BEGIN

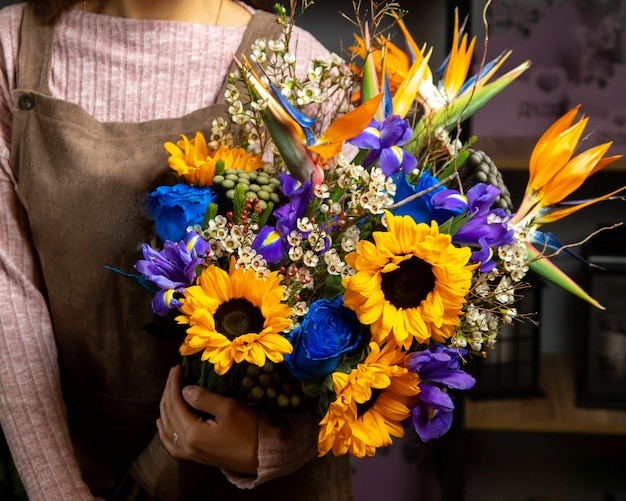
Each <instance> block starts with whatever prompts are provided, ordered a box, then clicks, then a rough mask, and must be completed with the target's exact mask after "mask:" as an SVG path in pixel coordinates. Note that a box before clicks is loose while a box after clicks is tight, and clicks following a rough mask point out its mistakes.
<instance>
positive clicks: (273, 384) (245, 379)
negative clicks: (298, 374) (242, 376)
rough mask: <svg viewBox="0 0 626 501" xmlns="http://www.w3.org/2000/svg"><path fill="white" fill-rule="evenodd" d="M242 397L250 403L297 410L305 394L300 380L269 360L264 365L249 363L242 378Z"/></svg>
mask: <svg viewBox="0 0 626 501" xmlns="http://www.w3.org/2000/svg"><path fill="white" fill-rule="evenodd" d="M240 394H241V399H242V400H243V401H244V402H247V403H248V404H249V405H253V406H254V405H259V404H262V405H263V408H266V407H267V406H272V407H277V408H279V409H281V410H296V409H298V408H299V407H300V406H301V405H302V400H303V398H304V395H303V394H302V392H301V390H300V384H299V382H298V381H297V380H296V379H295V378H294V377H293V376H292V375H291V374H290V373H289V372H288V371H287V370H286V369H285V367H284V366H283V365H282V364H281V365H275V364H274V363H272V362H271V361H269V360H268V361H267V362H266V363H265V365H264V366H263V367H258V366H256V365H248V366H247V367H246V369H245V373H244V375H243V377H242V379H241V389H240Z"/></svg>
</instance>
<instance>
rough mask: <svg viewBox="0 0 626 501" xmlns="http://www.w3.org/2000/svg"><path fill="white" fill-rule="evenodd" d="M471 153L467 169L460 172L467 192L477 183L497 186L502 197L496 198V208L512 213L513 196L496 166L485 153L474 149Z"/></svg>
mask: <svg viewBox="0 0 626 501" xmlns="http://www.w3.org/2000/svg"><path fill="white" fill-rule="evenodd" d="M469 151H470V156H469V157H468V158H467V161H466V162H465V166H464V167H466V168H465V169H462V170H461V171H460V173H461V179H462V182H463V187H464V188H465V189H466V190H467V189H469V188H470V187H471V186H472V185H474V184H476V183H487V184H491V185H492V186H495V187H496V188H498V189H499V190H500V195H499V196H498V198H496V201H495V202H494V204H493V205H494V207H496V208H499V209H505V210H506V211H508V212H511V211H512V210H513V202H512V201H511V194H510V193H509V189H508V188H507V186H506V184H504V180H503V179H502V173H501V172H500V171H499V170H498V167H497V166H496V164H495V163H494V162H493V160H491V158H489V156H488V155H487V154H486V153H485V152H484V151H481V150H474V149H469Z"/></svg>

END
BEGIN

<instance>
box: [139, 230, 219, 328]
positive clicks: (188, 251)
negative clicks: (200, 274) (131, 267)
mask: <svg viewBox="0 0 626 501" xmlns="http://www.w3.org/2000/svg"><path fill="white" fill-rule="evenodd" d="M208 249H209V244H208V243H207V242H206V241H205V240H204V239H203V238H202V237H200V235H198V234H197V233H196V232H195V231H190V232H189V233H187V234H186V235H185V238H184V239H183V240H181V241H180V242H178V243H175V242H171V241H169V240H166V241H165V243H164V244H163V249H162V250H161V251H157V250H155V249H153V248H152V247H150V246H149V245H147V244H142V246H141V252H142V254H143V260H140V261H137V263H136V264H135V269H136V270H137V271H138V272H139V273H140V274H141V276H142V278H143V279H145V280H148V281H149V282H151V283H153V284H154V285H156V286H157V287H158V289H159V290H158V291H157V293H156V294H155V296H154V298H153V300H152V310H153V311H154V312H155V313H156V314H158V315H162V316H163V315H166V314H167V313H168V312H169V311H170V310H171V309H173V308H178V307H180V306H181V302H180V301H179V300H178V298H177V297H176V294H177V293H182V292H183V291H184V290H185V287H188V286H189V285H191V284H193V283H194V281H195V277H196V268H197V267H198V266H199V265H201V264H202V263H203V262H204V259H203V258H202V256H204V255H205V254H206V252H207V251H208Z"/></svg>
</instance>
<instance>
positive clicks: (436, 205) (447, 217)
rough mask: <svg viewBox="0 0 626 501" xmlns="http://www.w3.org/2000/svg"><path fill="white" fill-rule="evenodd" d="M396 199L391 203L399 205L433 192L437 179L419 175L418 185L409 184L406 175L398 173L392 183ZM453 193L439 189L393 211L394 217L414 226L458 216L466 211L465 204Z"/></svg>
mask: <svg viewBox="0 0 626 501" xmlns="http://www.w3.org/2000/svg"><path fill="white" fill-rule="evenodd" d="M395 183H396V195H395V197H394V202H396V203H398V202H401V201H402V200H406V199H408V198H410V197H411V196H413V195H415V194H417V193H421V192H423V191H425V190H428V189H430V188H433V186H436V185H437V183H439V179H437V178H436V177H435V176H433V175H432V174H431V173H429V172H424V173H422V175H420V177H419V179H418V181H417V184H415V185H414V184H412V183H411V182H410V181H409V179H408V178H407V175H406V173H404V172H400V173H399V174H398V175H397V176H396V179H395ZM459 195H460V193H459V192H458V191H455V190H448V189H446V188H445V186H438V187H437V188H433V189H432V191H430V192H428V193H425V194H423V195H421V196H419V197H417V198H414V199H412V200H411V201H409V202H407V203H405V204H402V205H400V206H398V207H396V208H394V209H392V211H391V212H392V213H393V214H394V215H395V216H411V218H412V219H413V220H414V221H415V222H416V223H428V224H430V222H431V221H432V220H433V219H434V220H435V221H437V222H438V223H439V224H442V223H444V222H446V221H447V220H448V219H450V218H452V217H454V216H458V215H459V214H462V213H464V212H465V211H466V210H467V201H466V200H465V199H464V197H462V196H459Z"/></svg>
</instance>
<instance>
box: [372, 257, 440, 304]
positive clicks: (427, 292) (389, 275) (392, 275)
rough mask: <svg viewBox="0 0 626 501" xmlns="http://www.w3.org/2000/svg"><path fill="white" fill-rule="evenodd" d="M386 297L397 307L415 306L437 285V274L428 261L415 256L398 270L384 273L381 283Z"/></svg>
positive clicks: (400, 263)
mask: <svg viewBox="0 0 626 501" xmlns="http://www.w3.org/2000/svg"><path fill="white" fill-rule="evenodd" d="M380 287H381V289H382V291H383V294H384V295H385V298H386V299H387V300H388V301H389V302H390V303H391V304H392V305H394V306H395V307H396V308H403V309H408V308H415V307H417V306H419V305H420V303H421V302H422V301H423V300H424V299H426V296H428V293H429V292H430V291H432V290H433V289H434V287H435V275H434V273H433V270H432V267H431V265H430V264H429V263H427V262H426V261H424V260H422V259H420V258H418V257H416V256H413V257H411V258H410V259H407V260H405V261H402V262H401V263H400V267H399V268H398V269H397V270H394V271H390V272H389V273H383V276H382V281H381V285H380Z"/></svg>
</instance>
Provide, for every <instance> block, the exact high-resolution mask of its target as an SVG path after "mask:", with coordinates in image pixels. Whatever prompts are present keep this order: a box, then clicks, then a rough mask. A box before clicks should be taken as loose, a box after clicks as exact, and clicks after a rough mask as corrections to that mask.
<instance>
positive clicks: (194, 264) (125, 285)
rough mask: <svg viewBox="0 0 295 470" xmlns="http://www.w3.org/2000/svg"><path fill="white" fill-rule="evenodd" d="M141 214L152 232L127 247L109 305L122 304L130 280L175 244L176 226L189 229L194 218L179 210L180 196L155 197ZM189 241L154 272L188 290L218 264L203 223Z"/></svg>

END

_TASK GOAL:_ Gather each line of the material above that contains the word "target". Case counts.

_PROBLEM SOLUTION:_
Each <instance> block starts with whatever prompts are provided, ordered a box, then clicks, then a rough mask, and must be completed with the target's exact mask after "mask:" as an SVG path in pixel coordinates. Note that a box before clicks is loose while a box after clicks is tight, and clicks following a rough mask point out its mistakes.
Provide, for every <instance> block, the exact high-resolution mask of its target as an SVG path after "mask:", with coordinates in image pixels. Whatever prompts are present keep this order: a box, then clicks, then a rough mask. A box before clicks should be taken as loose, a box after clicks as exact, and clicks after a rough mask as corrections to that mask.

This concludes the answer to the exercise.